▶ [Passage shown]
— Begin —
Honest Advice for First-Time Startup Investors From a Long-Time Investor

Please resist the urge to get cute with your deal terms

Photo: Emmanuel Wong/Getty Images

Dear first-time angel investor,

It’s wonderful you’re considering an investment in a startup! As a VC who might invest after you, I’d like to share thoughts that may help — especially if you’re in a newer startup market where there are fewer experienced angel investors to offer guidance.

You’ve succeeded in other walks of life, so you might read this and think, “Who is he to tell me what to do?” I’ll make my best case — feel free to ignore me!

1. Embrace the downside

Fact: You will probably lose your money in this company. In almost every case, no amount of “structuring” or “risk mitigation” can protect you. The mythical profitable business that still needs your money and can also grow to enormous size is… rare. This startup you’re considering investing in probably isn’t it.

Naive angels worry about salvaging money from their losing investments — that is, “fixing the dogs.” It’s a fool’s errand (though supporting a founder emotionally during tough times is important). Experienced angels worry about keeping the upside by investing at a reasonable valuation so the winners actually make up for the losers.

2. Diversify

We only know one way to reduce your risk: take many bets. You probably need to invest in ~10 companies before you feel like you are getting a handle on things, and ~20 before you have good odds of earning a return.

3. Resist the urge to get cute with the deal terms

Yes, a shopping mall might thrive because an investor inserted a thoughtful covenant with the lender. Investments with known business models and predictable markets are just different than startups, which are defined by their search for a lasting business model.

Specifically avoid guaranteed returns (other than protecting your capital with the standard 1x liquidation preference), milestone-based valuations (complicated and perverse incentives!), extra control provisions (like a veto right on a sale when you are investing $10,000), options on the next round (other than the standard pro-rata), pre-negotiated sales before everyone gets liquid.
— End —
▶ [Problems to solve]
[A] From the letter to first-time angel investors, quote the passage word for word that begins at the words "Specifically avoid guaranteed" and stops after "everyone gets liquid.".
[B] In the letter to first-time angel investors, roughly how many companies should an angel invest in before having good odds of earning a return?

(Recorded data)
— Begin —
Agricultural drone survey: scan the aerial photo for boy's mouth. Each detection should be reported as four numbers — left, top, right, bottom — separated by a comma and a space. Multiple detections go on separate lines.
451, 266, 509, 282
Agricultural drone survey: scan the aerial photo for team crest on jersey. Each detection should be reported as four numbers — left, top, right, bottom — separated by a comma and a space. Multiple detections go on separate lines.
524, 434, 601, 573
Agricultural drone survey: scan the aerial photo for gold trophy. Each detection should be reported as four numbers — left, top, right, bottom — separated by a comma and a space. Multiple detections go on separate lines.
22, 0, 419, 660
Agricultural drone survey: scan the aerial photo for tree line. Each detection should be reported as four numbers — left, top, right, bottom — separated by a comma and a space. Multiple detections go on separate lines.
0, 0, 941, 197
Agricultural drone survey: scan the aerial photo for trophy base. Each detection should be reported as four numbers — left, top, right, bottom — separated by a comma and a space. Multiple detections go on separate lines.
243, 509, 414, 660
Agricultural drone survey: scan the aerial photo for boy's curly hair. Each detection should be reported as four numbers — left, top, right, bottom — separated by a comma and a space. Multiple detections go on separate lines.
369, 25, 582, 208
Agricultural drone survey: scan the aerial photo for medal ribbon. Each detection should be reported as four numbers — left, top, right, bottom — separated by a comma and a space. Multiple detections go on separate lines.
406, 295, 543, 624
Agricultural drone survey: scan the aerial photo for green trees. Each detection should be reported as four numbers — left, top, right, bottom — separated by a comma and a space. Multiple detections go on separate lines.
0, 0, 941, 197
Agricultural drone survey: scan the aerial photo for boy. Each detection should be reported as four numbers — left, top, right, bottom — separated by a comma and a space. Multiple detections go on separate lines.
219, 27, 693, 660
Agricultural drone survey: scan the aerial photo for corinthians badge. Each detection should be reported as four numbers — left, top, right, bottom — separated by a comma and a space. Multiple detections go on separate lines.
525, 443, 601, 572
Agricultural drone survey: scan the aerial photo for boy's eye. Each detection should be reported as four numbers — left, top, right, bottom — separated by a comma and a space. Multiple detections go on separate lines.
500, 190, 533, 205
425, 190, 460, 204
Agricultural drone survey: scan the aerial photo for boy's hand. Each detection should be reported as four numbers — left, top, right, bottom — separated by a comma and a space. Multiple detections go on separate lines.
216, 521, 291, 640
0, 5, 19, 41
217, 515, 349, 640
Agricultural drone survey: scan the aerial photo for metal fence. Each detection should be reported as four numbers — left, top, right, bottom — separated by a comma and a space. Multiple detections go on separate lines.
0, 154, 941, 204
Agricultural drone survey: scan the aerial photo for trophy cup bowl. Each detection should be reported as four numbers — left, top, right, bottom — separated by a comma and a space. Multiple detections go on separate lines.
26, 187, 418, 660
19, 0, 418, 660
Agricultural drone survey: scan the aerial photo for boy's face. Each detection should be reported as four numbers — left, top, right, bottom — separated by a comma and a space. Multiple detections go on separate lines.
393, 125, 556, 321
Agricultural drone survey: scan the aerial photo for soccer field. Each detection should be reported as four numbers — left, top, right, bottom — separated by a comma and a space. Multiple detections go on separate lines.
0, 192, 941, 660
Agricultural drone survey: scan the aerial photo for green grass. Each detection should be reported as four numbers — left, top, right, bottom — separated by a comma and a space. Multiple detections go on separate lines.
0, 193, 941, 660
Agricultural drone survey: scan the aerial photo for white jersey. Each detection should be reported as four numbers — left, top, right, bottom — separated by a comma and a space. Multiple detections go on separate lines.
— End —
▶ [Answers by task]
[A]
Specifically avoid guaranteed returns (other than protecting your capital with the standard 1x liquidation preference), milestone-based valuations (complicated and perverse incentives!), extra control provisions (like a veto right on a sale when you are investing $10,000), options on the next round (other than the standard pro-rata), pre-negotiated sales before everyone gets liquid.

[B] About 20 companies.